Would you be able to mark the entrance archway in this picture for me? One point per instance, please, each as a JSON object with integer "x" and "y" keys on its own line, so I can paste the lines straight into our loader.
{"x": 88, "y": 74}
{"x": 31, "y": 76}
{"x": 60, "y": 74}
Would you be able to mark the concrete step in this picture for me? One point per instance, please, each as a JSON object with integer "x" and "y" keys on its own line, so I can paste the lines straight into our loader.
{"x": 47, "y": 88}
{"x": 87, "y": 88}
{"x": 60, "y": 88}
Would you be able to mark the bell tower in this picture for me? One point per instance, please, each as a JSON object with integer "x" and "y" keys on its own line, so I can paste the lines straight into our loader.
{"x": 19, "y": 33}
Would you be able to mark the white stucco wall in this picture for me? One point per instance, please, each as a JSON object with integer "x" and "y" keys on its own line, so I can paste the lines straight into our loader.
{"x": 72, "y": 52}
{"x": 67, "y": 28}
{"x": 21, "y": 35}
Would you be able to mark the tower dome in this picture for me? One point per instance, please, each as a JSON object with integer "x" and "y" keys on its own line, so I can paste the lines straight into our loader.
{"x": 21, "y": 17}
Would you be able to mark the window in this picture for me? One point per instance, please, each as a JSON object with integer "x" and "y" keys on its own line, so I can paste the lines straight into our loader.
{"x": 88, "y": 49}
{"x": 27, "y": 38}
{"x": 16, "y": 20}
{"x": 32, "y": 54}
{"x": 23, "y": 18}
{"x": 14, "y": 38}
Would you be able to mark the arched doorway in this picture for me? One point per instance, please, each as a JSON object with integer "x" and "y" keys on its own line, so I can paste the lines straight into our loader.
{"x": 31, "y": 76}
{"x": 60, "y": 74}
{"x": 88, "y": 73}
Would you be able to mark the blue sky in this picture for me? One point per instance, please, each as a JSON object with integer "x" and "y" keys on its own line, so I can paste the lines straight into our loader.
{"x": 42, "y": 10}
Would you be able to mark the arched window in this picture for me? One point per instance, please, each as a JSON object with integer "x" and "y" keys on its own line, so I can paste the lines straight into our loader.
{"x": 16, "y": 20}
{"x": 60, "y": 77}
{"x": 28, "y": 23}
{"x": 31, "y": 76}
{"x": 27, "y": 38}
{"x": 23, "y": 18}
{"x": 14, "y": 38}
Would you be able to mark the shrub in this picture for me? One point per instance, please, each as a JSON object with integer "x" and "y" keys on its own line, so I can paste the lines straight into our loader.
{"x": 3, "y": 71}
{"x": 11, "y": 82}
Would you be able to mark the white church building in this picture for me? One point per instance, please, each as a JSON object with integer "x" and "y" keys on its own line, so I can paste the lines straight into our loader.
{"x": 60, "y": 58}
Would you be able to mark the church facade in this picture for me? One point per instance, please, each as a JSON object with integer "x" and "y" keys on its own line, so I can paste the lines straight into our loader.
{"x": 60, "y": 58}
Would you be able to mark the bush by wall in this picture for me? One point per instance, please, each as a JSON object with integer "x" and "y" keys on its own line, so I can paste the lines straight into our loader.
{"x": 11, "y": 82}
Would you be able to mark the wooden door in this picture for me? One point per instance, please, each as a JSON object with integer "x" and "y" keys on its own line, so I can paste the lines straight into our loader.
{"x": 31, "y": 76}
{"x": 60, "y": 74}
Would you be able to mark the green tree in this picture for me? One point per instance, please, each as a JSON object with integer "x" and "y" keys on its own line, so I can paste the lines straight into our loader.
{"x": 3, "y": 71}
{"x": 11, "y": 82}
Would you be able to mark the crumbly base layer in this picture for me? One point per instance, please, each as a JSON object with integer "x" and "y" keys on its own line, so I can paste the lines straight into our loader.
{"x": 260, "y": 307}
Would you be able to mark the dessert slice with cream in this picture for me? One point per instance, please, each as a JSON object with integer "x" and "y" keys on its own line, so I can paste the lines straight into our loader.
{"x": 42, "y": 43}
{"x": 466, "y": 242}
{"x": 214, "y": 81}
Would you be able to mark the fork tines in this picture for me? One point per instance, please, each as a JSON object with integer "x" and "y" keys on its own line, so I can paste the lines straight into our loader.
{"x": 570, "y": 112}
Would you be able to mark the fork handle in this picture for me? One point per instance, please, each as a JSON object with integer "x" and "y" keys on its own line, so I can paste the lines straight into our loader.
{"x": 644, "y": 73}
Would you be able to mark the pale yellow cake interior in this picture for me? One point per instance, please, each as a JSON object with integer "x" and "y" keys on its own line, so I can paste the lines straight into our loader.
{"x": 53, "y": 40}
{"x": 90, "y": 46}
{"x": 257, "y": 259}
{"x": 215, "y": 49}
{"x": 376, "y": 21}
· · ·
* **Description of the task**: Please print exactly the lines from the one containing "Would you be able to mark the fork tines" through the last line of the material.

* **Solution**:
Would you be able to mark the fork tines in this picture for me? One point per instance, please, each as a JSON object with integer "x" and "y" keys on its own line, so I can paste the lines straight into our loader.
{"x": 570, "y": 112}
Would you be able to mark the fork handle in this picture for me? One point per instance, please, each as a JSON object with integer "x" and "y" keys on its own line, so I can paste the lines straight into our loader.
{"x": 644, "y": 73}
Would you be able to mark the pale yellow cake interior in this picture for me? One point per instance, please, each as a JSON object with integer "x" and "y" keys on its own line, so I can paste the lines straight into our loader.
{"x": 53, "y": 40}
{"x": 90, "y": 46}
{"x": 257, "y": 259}
{"x": 215, "y": 49}
{"x": 376, "y": 21}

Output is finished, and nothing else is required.